Copy the listing below line for line, without changing any wording or numbers.

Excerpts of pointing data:
— START —
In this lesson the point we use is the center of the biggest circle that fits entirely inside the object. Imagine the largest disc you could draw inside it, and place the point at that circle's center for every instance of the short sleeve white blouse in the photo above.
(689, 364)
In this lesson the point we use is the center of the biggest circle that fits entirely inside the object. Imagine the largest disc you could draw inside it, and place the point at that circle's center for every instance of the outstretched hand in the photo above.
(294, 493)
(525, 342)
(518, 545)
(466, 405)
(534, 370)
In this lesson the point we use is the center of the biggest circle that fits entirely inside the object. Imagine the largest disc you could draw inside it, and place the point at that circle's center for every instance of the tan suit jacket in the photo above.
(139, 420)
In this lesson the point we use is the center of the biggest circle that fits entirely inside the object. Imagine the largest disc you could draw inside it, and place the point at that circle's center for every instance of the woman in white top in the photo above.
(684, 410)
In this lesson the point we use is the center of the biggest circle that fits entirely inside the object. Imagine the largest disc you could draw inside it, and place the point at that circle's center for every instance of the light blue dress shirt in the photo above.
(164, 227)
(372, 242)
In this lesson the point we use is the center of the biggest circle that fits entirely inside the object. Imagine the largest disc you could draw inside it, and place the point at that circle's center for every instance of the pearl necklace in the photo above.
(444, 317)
— END —
Response below -
In this lesson the point we use is the center of the biggest circle that fits entirely inside the object. Imagine the largest disc you could draw inside it, and place the point at that circle's center for every instance of the short sleeve white blouse in the photo above.
(689, 364)
In this lesson the point we use is the center of the biggest circle that fits entirely inside the object. Imagine the largest disc you could draw inside it, and place the point at that circle's center for every instance of the outstretched hand in the photo above.
(294, 493)
(525, 342)
(518, 545)
(466, 405)
(534, 370)
In this lesson the point we use is the center of the biggest circle that fits entirely inside the object. Imagine the largest disc you could draw inside it, and place the point at that circle's center for every instance of the tan suit jacket in the photo above.
(139, 420)
In this lesson the point we use is the center of the biggest circle that fits entirely inside the object. Imagine the largest disc you could draw inside it, and place the point at that circle's center for every instance of the woman in white top in the photo above.
(684, 410)
In this lesson the point we use is the center of the biggest circle that fits entirely inside the object. Imagine the largest disc you could draw inside it, and place the point at that circle's center for every instance of the light blue dress shirt in the photo above.
(164, 227)
(372, 242)
In this lesson the point we use is the center of the biggest circle that fits entirely inside the object. Imagine the largest disc you could draw inside it, and place the point at that circle's center for every instance of the pearl necklace in the photo above.
(444, 317)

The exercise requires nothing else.